▶

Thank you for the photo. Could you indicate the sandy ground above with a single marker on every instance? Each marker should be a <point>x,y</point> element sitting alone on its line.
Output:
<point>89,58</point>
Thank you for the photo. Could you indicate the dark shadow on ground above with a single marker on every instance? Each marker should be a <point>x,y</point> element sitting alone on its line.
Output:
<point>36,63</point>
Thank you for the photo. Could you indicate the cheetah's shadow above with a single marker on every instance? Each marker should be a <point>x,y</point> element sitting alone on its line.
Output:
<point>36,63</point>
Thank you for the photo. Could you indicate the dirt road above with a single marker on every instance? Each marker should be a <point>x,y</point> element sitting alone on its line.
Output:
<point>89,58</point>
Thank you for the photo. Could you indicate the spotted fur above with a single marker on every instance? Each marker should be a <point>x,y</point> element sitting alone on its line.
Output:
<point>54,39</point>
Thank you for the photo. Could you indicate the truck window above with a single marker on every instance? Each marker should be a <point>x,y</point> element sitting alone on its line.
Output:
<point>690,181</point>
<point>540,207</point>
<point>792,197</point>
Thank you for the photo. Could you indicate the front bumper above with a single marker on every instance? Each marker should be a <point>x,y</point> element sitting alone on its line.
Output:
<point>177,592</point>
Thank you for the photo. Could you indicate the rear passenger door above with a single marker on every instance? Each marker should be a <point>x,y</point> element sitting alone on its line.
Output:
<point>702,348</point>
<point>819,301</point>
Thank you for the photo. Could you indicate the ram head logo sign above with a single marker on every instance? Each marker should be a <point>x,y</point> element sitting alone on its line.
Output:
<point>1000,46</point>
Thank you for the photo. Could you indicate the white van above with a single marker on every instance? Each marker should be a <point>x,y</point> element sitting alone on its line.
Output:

◀

> [Your task] Give back each line above precisely as it stands.

> [Response below]
Thank you for the photo. Could you indicate the sandy ground above with a single marker on every instance? Each marker should be a <point>x,y</point> element sitting alone on its line.
Output:
<point>89,58</point>
Thank you for the photo. Could you indicate the dark shadow on ground above with a single marker on every instance? Each marker should be a <point>x,y</point> element sitting alone on its line.
Output:
<point>36,63</point>
Thank you for the photo. Could you indicate the cheetah's shadow above with a single marker on every instance? Each marker should be a <point>x,y</point> element sitting alone on its line.
Output:
<point>36,63</point>
Thank you for the photo. Could you indicate the dirt road above with a single marker on every instance? Each marker should be a <point>x,y</point> element sitting alone on its line.
Output:
<point>89,58</point>
Thank you for the photo. Could you indicate the spotted fur above with a single marker on every instance? Each marker should be a <point>x,y</point> element sitting alone on its line.
Output:
<point>54,39</point>
Thank you for the photo. Could you indicate the truck window above with a single marker on every instance? Each marker should be a <point>x,y</point> element sitting alone on its line.
Output:
<point>690,181</point>
<point>540,207</point>
<point>792,197</point>
Thank you for the photo. Could you indicate the front bumper above with a single marker on every instance? Each marker should be a <point>x,y</point> element sitting alone on its line.
Output:
<point>177,592</point>
Thank you for the photo. Could you indicate the rear passenger door above with a single marker on every instance? Each marker should be a <point>x,y</point> element sitting alone on its line.
Output:
<point>702,348</point>
<point>819,301</point>
Thank you for the photo. Could you indicate the ram head logo sign above with a single marker on every instance? Each marker should be a <point>x,y</point> element sitting alone on its line.
Output:
<point>1000,46</point>
Thank you for the photo. Could you indicate the white van above with a single marker on every instance? Each marker should be a <point>x,y</point> element sitting alone on its line.
Output:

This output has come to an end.